SET EXERCISE
Please count the lines in the rows below that contain the word "cloud", treating uppercase and lowercase as different, and reply with the number only.

(Rows from a box labeling dataset)

====

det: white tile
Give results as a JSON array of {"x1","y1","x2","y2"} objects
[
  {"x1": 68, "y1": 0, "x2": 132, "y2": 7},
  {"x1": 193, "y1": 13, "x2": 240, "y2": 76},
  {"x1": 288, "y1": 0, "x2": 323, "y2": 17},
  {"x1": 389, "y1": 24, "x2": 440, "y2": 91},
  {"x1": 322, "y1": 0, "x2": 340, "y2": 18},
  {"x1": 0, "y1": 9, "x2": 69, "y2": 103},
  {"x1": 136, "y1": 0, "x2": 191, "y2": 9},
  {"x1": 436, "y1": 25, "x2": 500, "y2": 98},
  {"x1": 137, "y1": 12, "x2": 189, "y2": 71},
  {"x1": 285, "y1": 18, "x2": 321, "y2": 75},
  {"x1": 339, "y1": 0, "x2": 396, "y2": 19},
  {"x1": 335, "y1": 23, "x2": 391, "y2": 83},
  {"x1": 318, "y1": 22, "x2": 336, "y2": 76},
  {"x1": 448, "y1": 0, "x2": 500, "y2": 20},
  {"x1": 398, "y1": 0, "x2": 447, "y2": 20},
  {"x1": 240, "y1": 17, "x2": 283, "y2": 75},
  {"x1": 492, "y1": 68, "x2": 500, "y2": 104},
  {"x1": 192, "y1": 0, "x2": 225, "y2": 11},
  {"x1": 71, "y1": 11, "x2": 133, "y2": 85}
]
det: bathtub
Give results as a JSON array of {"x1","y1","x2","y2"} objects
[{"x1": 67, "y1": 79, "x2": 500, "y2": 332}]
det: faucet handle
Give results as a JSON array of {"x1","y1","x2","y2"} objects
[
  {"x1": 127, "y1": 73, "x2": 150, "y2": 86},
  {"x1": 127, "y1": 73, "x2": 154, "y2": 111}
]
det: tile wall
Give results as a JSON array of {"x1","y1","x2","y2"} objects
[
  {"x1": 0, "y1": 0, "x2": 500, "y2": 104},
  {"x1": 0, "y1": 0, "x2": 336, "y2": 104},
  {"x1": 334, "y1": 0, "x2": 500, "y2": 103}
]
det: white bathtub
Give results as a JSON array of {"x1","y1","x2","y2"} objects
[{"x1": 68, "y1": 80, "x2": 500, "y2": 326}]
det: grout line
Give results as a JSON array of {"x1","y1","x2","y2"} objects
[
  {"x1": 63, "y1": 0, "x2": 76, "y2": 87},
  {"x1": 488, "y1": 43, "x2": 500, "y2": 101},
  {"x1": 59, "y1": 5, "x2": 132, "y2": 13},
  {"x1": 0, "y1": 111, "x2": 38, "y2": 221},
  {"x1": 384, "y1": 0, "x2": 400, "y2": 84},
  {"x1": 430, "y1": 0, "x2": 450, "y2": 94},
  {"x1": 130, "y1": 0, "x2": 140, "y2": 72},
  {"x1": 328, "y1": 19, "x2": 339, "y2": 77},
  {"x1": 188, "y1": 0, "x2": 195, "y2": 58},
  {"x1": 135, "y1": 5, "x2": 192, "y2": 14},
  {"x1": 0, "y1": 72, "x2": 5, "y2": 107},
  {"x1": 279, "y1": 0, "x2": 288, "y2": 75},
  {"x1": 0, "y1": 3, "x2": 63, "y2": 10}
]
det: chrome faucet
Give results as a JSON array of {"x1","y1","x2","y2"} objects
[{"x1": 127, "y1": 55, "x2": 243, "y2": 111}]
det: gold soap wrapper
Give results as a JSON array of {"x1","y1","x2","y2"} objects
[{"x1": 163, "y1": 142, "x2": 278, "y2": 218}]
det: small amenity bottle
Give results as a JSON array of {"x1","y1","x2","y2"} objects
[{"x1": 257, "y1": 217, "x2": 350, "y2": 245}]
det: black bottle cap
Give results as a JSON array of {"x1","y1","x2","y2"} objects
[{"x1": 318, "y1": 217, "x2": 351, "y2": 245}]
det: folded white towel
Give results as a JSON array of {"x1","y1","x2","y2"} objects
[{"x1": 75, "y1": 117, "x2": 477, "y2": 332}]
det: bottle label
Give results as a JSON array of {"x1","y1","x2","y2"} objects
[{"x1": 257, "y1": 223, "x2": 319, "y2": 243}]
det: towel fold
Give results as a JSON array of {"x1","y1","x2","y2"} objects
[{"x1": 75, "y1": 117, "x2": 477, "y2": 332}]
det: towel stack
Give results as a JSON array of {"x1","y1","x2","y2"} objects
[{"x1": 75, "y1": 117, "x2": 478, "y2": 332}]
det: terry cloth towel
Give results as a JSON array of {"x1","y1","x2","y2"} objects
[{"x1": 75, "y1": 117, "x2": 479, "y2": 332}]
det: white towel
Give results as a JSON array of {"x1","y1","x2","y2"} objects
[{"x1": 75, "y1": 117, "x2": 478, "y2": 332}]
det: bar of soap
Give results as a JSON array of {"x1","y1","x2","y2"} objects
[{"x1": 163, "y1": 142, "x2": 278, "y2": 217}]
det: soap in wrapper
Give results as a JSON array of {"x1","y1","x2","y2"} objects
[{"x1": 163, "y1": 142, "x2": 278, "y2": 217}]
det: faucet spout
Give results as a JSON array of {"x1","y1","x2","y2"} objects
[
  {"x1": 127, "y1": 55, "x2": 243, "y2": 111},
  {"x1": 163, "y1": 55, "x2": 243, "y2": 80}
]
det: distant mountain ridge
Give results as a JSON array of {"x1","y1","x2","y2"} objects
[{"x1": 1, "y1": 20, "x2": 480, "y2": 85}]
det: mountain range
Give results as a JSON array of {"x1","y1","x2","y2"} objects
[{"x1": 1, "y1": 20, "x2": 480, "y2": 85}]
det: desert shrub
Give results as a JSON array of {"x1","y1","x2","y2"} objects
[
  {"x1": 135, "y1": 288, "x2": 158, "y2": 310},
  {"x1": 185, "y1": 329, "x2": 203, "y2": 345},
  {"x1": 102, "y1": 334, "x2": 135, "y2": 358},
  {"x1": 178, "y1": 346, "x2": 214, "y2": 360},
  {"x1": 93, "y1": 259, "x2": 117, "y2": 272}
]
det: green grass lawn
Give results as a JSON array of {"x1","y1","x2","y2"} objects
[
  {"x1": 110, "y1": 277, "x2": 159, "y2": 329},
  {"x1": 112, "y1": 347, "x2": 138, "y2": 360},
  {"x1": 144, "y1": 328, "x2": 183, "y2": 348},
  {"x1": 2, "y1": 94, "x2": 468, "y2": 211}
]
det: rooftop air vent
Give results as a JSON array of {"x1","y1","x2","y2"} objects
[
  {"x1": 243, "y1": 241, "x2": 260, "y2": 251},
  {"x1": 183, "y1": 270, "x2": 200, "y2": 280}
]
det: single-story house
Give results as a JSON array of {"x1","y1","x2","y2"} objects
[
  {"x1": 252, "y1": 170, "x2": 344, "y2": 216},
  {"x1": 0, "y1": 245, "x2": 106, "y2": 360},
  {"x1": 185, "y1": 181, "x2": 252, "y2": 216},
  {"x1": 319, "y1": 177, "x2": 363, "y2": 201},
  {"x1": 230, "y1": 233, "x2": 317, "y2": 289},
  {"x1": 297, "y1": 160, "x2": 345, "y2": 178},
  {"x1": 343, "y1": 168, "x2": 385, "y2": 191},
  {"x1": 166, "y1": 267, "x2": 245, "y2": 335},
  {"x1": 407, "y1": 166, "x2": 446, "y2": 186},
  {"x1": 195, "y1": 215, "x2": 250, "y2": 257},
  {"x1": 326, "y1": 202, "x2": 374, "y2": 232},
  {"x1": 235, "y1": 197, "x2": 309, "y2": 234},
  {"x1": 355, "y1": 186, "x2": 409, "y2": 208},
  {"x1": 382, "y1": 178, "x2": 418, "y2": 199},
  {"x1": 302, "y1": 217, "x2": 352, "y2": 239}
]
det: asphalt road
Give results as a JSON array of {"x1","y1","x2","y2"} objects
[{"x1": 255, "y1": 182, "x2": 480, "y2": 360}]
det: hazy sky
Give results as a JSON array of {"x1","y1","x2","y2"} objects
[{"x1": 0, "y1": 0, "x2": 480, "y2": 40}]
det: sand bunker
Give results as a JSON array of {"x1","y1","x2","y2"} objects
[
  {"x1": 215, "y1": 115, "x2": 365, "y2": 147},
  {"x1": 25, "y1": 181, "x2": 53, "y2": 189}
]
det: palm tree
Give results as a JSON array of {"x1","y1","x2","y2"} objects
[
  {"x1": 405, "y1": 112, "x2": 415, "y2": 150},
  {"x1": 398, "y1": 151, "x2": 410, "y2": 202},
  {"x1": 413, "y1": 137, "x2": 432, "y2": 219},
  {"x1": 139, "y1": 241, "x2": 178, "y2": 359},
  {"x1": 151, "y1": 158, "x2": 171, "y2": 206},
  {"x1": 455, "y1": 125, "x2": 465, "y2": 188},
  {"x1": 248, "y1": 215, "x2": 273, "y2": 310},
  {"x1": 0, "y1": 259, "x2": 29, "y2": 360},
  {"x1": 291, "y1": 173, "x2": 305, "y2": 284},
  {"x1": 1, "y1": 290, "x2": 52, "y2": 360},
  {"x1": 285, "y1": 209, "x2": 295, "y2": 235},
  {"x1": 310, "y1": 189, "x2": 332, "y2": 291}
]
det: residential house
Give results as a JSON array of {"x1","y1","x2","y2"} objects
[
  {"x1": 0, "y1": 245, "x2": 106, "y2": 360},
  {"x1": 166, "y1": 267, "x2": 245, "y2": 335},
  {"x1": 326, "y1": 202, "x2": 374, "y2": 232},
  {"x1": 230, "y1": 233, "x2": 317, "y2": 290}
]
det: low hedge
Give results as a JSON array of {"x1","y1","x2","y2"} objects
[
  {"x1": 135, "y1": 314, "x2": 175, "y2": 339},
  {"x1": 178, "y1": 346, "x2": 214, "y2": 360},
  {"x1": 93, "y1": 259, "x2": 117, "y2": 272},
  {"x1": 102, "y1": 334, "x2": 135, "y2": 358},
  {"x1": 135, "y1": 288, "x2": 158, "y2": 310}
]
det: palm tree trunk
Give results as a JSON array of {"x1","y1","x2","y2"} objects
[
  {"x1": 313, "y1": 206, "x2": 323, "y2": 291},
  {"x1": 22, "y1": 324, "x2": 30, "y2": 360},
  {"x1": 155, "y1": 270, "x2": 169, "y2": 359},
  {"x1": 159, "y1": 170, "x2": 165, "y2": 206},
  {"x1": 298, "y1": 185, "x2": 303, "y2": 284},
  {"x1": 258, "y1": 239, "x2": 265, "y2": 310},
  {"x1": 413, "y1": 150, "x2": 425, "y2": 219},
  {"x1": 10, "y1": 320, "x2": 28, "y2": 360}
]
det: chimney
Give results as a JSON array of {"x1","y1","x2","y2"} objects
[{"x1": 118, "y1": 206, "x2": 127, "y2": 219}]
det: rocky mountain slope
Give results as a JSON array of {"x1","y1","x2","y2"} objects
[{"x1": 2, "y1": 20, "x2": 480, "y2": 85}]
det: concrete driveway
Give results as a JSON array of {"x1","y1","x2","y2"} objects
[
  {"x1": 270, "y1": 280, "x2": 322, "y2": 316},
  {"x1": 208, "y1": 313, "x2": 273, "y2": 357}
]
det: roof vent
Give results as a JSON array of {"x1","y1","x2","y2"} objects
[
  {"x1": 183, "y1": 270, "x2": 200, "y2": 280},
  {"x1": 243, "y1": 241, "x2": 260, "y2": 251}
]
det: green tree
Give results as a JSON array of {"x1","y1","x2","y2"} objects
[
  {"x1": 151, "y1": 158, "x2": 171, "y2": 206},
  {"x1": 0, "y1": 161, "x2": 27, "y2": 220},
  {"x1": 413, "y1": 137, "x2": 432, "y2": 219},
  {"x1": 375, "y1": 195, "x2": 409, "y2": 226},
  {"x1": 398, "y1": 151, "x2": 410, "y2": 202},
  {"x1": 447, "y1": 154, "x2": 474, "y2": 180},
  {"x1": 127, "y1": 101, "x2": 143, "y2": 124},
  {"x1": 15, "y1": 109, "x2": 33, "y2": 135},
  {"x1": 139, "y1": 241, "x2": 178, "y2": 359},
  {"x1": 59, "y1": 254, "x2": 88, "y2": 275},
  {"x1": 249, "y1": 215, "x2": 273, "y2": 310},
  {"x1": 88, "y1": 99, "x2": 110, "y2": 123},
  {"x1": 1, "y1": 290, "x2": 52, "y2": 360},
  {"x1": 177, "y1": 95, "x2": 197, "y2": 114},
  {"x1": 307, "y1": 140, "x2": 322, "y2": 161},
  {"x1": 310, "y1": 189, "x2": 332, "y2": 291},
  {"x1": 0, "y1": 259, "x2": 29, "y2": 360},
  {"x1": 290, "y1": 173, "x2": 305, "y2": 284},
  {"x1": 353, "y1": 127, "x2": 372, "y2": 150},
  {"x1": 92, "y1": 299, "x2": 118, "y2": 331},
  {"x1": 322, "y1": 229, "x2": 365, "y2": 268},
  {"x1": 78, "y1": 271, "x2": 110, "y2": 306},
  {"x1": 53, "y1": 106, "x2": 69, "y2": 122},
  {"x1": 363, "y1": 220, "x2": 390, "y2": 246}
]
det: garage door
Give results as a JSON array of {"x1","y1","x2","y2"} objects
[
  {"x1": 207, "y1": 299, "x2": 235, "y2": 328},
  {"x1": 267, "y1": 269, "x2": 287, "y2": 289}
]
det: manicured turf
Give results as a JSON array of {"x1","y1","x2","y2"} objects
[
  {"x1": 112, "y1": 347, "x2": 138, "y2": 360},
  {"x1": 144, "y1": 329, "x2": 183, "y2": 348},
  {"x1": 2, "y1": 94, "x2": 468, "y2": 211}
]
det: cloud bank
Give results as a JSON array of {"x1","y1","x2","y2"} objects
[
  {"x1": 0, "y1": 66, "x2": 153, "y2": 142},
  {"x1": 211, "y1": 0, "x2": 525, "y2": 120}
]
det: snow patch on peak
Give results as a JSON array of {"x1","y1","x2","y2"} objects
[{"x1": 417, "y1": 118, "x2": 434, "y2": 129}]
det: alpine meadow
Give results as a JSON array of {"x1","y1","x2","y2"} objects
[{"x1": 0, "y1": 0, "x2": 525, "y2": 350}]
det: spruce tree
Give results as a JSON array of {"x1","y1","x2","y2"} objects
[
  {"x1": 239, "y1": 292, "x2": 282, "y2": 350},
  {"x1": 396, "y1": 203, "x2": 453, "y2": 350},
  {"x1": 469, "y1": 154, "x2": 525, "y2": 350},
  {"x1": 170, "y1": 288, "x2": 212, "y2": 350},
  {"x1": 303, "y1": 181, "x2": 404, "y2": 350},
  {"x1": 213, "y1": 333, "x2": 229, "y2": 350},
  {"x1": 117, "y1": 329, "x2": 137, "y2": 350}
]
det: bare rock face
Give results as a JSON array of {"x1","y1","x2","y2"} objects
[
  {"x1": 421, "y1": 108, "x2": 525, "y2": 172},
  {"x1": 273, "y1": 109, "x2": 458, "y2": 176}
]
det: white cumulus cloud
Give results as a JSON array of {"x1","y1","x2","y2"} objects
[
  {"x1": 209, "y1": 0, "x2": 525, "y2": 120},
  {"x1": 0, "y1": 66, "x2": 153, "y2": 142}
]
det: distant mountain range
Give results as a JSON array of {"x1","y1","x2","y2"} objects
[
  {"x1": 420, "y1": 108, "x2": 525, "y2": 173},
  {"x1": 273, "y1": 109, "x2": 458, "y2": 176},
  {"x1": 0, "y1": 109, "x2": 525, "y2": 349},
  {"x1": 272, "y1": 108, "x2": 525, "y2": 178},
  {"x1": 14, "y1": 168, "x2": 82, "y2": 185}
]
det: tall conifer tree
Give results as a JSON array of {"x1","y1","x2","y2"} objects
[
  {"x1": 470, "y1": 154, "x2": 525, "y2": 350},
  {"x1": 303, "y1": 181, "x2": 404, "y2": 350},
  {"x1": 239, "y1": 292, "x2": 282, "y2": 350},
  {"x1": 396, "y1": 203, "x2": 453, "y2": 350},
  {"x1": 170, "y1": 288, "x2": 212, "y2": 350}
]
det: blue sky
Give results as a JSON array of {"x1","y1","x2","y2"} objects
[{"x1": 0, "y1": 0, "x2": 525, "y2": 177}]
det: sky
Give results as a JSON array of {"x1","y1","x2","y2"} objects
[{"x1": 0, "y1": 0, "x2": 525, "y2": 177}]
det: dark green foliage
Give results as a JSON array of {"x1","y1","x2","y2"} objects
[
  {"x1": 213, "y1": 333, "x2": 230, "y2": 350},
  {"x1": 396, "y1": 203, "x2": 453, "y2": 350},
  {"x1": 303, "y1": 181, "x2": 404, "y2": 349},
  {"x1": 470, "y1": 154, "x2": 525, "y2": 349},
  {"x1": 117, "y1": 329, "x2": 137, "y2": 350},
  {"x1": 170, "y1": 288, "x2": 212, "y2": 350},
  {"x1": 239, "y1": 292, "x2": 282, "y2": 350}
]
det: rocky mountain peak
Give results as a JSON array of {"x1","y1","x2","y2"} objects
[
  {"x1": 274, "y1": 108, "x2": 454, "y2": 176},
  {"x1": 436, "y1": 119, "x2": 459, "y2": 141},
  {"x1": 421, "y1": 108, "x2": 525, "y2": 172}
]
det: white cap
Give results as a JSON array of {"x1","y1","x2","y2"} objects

====

WRITTEN RESPONSE
2